> **Extrait fourni**
################

L’escargot se situe en bas, à droite de la colonne centrale. D’une manière un peu simpliste, j’y voyais personnellement un signe de la lenteur du surgissement du divin dans le monde, y compris la lenteur de la transformation de l’Église (notamment en ce qui touche à la revendication de l’égalité hommes-femmes dans le sacerdoce et dans toutes les structures ecclésiales). Daniel Arasse pointe dans une autre direction. L’escargot, dont les proportions sont précisément disproportionnées, indique « comment regarder ce que nous voyons[3] ». C’est une invitation à la « conversion du regard[4] ». Et ce, particulièrement au moment où le regard se pose sur cette représentation de Marie, au moment où l’invisible surgit dans le visible, où « l’image commensurée d’une Annonciation […] (fait) affleurer visuellement la présence invisible de ce qui échappe à toute mesure[5]. » Incommensurabilité. Infini. L’Autre qui n’est jamais tout à fait là où on l’attendait. Comme un escargot, notre regard ne voit pas bien ce que nous regardons. La spiritualité chrétienne ouvre à la présence invisible et à la lente conversion du regard. Et ce en équilibre profond et toujours précaire face à cette possibilité : la sagesse s’incarne ici et maintenant entre nous et parmi nous.

################

(Relevés de points étiquetés)
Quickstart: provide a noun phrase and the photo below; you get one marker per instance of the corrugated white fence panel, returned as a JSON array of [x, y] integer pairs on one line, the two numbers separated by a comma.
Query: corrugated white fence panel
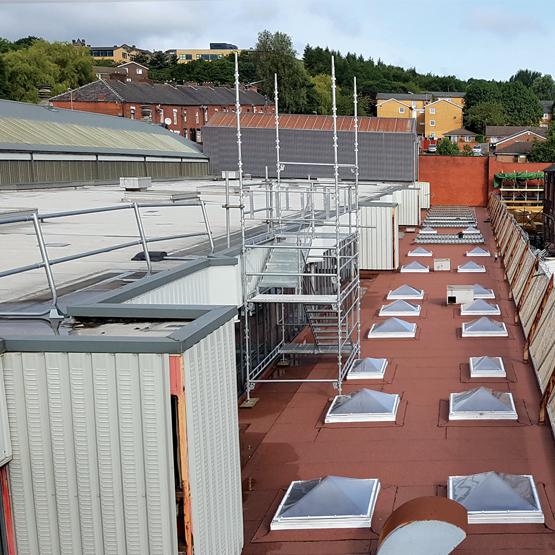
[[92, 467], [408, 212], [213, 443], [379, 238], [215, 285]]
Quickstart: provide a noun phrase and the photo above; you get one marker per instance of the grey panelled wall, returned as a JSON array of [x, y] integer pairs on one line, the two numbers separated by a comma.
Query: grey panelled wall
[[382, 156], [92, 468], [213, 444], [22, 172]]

################

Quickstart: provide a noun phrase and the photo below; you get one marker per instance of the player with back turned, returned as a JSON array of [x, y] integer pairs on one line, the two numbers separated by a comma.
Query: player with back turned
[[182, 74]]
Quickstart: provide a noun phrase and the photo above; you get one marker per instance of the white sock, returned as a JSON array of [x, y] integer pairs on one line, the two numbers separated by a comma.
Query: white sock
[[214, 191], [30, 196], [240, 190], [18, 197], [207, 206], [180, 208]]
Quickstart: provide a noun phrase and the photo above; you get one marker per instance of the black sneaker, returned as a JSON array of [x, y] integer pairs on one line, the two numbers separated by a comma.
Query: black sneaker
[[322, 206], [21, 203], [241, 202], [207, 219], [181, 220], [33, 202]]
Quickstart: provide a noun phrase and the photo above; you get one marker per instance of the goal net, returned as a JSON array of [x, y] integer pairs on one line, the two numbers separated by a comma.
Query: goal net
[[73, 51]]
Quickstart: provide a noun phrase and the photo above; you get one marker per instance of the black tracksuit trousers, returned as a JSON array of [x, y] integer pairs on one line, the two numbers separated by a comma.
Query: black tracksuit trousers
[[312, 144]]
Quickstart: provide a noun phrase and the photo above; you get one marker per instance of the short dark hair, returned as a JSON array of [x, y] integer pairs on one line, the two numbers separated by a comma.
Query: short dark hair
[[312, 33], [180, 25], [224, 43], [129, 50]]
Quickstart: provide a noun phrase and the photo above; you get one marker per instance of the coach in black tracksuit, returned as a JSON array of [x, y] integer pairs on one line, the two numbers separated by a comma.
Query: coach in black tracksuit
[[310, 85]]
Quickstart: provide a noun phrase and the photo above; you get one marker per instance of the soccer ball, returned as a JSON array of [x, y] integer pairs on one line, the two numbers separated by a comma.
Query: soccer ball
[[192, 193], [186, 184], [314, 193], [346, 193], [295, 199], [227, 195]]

################

> **Consignes à suivre**
1. D’après l’extrait fourni, où se situe l’escargot dans l’image ?
2. Résumez l’extrait fourni en deux phrases.

> **Réponses attendues**
1. En bas, à droite de la colonne centrale.

2. Pour Daniel Arasse, l’escargot, aux proportions disproportionnées, indique comment regarder ce que nous voyons et invite à une conversion du regard, au moment où l’invisible surgit dans le visible de cette représentation de Marie. La spiritualité chrétienne ouvre ainsi à la présence invisible et à la lente conversion du regard, en équilibre précaire face à la possibilité que la sagesse s’incarne ici et maintenant parmi nous.